▶ Provided records
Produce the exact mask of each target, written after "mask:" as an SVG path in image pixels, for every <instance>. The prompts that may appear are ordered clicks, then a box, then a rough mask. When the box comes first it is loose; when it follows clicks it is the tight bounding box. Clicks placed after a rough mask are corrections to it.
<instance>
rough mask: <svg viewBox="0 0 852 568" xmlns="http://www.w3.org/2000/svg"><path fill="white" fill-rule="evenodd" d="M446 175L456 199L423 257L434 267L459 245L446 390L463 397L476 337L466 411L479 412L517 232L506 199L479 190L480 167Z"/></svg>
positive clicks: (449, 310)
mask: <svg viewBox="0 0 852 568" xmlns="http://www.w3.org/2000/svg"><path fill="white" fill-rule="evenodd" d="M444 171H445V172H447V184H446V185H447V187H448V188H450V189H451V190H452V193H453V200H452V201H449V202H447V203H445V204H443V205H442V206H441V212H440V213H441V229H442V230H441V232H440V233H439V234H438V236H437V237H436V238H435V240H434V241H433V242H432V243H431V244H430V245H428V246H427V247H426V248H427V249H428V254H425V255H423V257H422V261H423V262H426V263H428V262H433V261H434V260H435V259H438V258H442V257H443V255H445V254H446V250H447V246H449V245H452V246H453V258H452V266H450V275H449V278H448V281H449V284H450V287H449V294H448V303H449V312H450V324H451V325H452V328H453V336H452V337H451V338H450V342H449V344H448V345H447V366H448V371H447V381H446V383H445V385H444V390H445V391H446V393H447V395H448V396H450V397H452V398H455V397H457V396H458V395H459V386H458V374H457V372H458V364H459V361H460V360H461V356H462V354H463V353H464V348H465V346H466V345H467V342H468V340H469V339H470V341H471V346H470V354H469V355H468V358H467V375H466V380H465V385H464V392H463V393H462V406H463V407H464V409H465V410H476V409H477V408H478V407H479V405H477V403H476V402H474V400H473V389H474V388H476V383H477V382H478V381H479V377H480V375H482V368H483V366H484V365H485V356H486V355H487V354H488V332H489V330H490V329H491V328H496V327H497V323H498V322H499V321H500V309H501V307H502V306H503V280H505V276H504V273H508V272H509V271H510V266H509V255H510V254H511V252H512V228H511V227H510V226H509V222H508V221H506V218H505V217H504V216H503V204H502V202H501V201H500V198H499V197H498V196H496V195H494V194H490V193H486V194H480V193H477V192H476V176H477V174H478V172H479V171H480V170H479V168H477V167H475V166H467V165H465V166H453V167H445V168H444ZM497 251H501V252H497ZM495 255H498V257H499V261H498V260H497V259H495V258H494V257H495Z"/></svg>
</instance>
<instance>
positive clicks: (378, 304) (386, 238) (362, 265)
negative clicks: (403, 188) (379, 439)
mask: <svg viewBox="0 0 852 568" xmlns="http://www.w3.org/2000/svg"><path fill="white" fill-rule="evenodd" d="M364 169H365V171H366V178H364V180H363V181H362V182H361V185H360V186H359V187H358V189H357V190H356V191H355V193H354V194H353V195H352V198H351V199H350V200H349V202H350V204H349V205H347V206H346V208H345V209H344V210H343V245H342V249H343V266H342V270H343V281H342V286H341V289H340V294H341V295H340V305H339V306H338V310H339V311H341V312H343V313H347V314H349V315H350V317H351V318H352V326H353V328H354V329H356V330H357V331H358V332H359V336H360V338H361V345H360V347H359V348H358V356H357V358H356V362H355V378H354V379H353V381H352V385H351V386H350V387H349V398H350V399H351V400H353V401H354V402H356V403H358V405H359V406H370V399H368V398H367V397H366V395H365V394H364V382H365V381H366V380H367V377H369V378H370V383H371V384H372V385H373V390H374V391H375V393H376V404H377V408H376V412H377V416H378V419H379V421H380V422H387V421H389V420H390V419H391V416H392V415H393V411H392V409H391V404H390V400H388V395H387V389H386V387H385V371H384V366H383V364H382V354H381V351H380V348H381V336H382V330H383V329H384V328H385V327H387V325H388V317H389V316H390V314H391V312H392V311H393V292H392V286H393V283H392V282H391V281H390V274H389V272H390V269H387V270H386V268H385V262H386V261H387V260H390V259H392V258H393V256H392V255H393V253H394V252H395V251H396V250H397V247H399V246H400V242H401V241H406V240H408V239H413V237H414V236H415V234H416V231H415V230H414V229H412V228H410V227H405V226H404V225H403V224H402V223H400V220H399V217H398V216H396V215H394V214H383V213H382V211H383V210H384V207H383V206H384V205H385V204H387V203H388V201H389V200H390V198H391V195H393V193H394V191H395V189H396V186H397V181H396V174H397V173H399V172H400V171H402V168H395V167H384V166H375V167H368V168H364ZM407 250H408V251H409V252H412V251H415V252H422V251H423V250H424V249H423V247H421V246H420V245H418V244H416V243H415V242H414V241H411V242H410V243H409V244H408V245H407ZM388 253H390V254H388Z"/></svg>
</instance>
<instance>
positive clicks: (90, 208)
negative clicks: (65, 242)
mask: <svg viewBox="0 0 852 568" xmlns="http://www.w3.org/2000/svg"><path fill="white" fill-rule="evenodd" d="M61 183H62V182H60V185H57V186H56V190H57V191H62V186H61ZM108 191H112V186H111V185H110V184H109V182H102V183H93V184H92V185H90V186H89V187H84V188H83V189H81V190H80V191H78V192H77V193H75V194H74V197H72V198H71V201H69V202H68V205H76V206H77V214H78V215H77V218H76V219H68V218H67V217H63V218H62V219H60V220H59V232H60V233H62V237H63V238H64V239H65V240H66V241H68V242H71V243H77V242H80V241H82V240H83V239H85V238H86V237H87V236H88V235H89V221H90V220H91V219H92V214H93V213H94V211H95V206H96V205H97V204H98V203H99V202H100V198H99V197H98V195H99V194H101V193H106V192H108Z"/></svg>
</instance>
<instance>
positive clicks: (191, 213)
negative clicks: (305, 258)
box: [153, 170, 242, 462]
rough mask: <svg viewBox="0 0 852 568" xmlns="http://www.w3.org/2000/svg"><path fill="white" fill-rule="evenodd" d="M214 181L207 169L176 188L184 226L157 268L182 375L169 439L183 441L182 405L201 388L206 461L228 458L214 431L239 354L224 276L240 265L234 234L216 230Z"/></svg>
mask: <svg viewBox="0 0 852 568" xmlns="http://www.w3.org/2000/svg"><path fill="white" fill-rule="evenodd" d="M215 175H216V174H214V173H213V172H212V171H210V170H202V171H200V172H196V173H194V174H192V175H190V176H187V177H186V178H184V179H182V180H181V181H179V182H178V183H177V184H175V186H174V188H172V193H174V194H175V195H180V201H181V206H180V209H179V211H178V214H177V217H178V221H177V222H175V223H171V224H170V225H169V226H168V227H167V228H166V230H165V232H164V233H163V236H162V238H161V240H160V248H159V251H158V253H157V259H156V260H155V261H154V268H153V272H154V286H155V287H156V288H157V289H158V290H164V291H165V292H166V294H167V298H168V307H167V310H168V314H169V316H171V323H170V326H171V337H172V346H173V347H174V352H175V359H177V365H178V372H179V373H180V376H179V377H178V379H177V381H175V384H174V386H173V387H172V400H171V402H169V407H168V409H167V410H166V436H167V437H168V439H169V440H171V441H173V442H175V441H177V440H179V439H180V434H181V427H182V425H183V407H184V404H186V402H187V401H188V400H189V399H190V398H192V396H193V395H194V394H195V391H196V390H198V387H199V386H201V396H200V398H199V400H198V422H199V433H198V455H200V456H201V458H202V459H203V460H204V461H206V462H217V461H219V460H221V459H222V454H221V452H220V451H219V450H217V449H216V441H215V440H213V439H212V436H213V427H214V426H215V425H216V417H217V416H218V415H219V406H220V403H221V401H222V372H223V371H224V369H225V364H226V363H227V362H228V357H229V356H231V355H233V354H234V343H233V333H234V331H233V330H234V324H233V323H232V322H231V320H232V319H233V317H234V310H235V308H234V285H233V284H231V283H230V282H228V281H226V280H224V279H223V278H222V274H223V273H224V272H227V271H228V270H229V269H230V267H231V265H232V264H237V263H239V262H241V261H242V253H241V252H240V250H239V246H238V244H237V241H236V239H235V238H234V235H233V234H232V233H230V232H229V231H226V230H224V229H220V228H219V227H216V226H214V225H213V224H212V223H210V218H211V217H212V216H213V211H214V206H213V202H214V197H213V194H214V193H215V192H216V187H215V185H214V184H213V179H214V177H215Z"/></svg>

▶ Exercise brief
Copy out verbatim the records from their opening line through the line containing "positive clicks: (449, 310)", and nothing else.

▶ Reply to the task
Produce the exact mask of each target, written after "mask:" as an SVG path in image pixels, for every <instance>. The prompts that may appear are ordered clicks, then a box, then a rough mask. When the box comes first it is loose; when it follows clicks it is the tight bounding box. Clicks placed after a rough mask are corrections to it.
<instance>
rough mask: <svg viewBox="0 0 852 568" xmlns="http://www.w3.org/2000/svg"><path fill="white" fill-rule="evenodd" d="M446 175L456 199L423 257L434 267L459 245L446 390L463 397L476 337L466 411L479 412L517 232L506 199L479 190L480 167Z"/></svg>
positive clicks: (449, 310)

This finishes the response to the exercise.